### Data

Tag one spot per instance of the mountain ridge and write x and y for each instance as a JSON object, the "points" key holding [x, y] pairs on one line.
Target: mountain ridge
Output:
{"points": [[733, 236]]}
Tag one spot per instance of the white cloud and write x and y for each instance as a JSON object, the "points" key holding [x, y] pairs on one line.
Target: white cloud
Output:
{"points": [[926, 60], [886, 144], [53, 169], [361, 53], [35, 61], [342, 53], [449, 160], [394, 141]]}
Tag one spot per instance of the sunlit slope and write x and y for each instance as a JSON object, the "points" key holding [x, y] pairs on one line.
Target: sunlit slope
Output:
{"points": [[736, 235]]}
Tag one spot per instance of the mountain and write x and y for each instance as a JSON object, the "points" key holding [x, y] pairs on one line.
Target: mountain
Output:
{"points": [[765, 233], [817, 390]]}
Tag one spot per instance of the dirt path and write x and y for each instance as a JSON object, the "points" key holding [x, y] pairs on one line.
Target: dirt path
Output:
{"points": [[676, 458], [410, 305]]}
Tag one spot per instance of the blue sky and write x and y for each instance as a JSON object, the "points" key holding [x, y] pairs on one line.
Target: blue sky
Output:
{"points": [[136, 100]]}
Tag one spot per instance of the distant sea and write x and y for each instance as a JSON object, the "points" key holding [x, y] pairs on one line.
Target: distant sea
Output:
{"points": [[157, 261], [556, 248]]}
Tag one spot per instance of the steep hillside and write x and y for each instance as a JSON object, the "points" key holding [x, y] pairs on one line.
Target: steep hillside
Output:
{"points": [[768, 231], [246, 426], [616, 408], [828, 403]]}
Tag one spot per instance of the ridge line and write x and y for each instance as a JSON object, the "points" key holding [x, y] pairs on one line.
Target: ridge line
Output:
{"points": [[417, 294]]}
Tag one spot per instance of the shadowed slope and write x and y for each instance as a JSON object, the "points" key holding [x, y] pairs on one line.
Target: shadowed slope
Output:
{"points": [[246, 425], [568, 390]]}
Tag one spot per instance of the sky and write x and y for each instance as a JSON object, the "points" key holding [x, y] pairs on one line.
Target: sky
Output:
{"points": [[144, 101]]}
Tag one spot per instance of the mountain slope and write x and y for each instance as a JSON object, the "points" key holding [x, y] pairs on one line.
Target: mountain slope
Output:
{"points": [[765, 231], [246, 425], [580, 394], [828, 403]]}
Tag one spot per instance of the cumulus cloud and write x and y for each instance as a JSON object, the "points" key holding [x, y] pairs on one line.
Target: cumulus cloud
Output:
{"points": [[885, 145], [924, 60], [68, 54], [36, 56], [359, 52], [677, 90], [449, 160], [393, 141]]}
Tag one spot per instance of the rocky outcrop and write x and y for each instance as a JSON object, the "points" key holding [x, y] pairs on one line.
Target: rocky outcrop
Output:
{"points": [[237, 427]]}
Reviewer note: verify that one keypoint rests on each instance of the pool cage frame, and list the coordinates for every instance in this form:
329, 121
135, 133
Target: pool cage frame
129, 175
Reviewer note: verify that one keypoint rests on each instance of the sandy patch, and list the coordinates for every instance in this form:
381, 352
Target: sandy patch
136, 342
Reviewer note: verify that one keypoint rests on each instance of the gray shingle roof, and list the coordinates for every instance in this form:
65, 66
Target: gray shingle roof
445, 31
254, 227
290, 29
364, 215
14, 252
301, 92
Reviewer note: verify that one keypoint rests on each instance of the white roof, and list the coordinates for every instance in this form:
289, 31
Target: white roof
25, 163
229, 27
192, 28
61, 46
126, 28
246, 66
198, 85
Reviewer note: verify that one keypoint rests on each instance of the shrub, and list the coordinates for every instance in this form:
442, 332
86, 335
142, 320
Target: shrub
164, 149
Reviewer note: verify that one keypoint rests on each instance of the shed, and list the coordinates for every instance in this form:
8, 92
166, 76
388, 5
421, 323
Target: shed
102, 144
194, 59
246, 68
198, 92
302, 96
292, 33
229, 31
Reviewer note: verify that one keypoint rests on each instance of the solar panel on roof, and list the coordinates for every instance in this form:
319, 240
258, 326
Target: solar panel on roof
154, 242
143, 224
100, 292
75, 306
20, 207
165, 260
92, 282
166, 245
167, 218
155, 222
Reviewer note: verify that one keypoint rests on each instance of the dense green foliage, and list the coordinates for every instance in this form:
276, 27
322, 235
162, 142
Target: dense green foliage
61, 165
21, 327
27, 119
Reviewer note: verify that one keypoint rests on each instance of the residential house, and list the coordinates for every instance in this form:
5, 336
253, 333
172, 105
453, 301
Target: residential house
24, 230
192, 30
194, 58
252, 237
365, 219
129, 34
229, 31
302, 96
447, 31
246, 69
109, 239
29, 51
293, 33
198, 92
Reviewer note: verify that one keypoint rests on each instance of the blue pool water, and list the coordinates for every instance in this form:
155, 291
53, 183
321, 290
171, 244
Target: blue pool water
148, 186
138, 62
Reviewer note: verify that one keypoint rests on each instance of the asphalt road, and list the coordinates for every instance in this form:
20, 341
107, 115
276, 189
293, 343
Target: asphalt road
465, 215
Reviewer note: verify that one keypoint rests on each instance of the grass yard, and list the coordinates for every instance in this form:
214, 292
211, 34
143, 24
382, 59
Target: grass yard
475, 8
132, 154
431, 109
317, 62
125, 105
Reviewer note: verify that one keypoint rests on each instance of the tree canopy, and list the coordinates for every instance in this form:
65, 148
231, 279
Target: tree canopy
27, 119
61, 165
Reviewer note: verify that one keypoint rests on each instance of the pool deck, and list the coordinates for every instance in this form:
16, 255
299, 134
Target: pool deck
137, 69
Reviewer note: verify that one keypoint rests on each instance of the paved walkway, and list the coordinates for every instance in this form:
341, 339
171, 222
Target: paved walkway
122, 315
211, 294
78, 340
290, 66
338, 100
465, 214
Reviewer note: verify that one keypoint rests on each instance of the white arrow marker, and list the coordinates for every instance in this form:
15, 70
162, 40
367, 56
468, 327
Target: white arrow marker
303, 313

### Directions
Exactly as they appear above, copy out all the records.

### Completed exercise
Tag one spot per instance of the mountain ridge and write x and y for each instance as a JSON object, the "points" key holding [x, y] pairs on one line.
Target: mountain ridge
Output:
{"points": [[733, 236]]}
Tag one spot per instance of the white cloud and write x and y for each instance as a JSON object, the "points" key holding [x, y] pairs on one line.
Target: white cloud
Output:
{"points": [[926, 60], [886, 144], [53, 169], [361, 53], [35, 61], [342, 53], [449, 160], [394, 141]]}
Tag one spot per instance of the sunlit slope and write x and y for each instance as a JSON object, the "points" key holding [x, y] pairs on one line.
Target: sunlit slope
Output:
{"points": [[736, 235]]}
Tag one spot per instance of the mountain and write x and y for each instance as a JSON object, the "points" key holding [x, y] pairs on one line.
Target: mountain
Output:
{"points": [[765, 233], [817, 390]]}
Tag one spot per instance of the dirt path and write x and y for each instance as a JSON object, the "points" key holding [x, y] pairs on one line.
Target: dirt path
Output:
{"points": [[676, 458], [410, 305]]}
Tag one spot per instance of the blue sky and write x and y for each instance as a JSON object, the "points" key holding [x, y] pairs on one line.
Target: blue sky
Output:
{"points": [[136, 100]]}
Tag one spot per instance of the distant sea and write x and y for each instance as a JSON object, the "points" key holding [x, y] pairs on one line.
Target: distant sea
Output:
{"points": [[157, 261], [556, 248]]}
Tag one spot per instance of the steep hillside and write x and y for each instance as a JSON object, the "points" key holding [x, y] pairs on one line.
Target: steep hillside
Output:
{"points": [[768, 231], [246, 426], [616, 408], [828, 403]]}
Tag one spot per instance of the ridge line and write x and y for each instance as a JSON object, the "points" key holding [x, y] pairs on one line.
Target: ridge line
Output:
{"points": [[417, 294]]}
Tag one spot per instance of the shadowed slope and write x and y for each instance as a JSON object, the "points" key holding [x, y] pairs on one line.
Target: shadowed slope
Output:
{"points": [[246, 425], [568, 390]]}
Tag one spot per instance of the sky and write x and y for each instance as a JSON object, the "points" key holding [x, y] pairs on one line.
Target: sky
Output:
{"points": [[144, 101]]}
Tag one spot per instance of the mountain slope and write x and y for each instance as a JSON object, the "points" key holding [x, y] pairs on one line.
Target: mountain slope
Output:
{"points": [[765, 231], [246, 425], [580, 394], [828, 403]]}
Tag one spot per instance of the cumulus cloud and write x and y for each instance as a JSON object, the "points" key holding [x, y] pairs on one line.
Target: cumulus cloud
Output:
{"points": [[885, 145], [924, 60], [68, 54], [36, 56], [359, 52], [677, 90], [449, 160], [393, 141]]}
Tag one spot per instance of the rocky outcrop and write x and y for each instance as a JSON object, the "points" key holding [x, y] pairs on one line.
Target: rocky outcrop
Output:
{"points": [[237, 427]]}
Reviewer note: verify that one keypoint rests on each instance of the pool cage frame, and list the coordinates for every instance in this form:
329, 121
135, 133
Target: pool cage frame
129, 175
Reviewer note: verify that one keypoint rests on each instance of the sandy patch, and list the coordinates for every instance in this form:
381, 352
Target: sandy patch
136, 342
Reviewer note: verify that one keypoint rests on each instance of the gray shingle roof, and list the coordinates for every instance in this form:
65, 66
Target: gray shingle roof
445, 31
254, 227
290, 29
364, 215
14, 252
301, 92
Reviewer note: verify that one keypoint rests on each instance of the white roof, and list the coordinates for every instance in this form:
289, 31
Target: white roof
25, 163
229, 27
192, 28
61, 46
126, 28
246, 66
198, 85
Reviewer note: verify that one keypoint rests on each instance of the shrub, and list the coordinates for every instance in this form:
442, 332
86, 335
142, 320
Target: shrub
164, 149
Reviewer note: verify that one keypoint rests on each instance of the shed, and list the coordinates for every instance in this form:
8, 92
166, 76
388, 5
421, 323
Target: shed
102, 144
194, 59
246, 68
198, 92
302, 96
292, 33
229, 31
Reviewer note: verify that one keypoint rests on each instance of the solar panel on roof, and list the coordinates for every instance in this form:
319, 240
258, 326
Target: solar panel on roof
154, 242
143, 224
100, 292
75, 306
20, 207
165, 260
92, 282
166, 245
167, 218
155, 222
Reviewer note: verify that one keypoint rests on each instance of the dense green foliage, and list the coordinates for every instance in this form:
276, 27
322, 235
162, 142
Target: dense green foliage
61, 165
21, 327
27, 119
Reviewer note: verify that one keypoint rests on each instance of the residential house, and list the coordinates for every instance in this form:
5, 336
253, 333
172, 105
453, 301
Target: residential house
24, 230
192, 30
194, 58
252, 237
365, 219
129, 34
229, 31
302, 96
447, 31
246, 69
109, 239
29, 51
293, 33
198, 92
Reviewer note: verify that one keypoint rests on each instance of the blue pool water, and list the coordinates for every instance in this form:
155, 291
53, 183
321, 290
171, 244
Target: blue pool water
148, 186
138, 62
Reviewer note: verify that one keypoint rests on each instance of the asphalt road, and list the coordinates for every instance in this form:
20, 341
107, 115
276, 189
293, 343
Target: asphalt road
465, 215
Reviewer note: verify that one keypoint rests on each instance of the grass yard, and list the coordinates for every instance in this form:
214, 292
211, 34
143, 24
382, 59
Target: grass yard
475, 8
132, 154
431, 109
317, 62
125, 105
Reviewer note: verify that one keypoint rests on each instance of the tree canopy, and list the coordinates for every instance in this form:
65, 148
231, 279
Target: tree canopy
27, 119
61, 165
Reviewer note: verify that one keypoint rests on each instance of the pool deck, and list the coordinates for every instance in this form:
16, 255
299, 134
Target: pool deck
137, 69
Reviewer note: verify that one keypoint rests on each instance of the paved walkway, and list the coordinates for every instance in this form:
341, 339
171, 222
Target: paved walkway
122, 315
211, 294
78, 340
290, 66
338, 100
465, 214
Reviewer note: verify that one keypoint rests on each instance of the white arrow marker, and list the coordinates for every instance in this form:
15, 70
162, 40
367, 56
468, 327
Target: white arrow marker
303, 313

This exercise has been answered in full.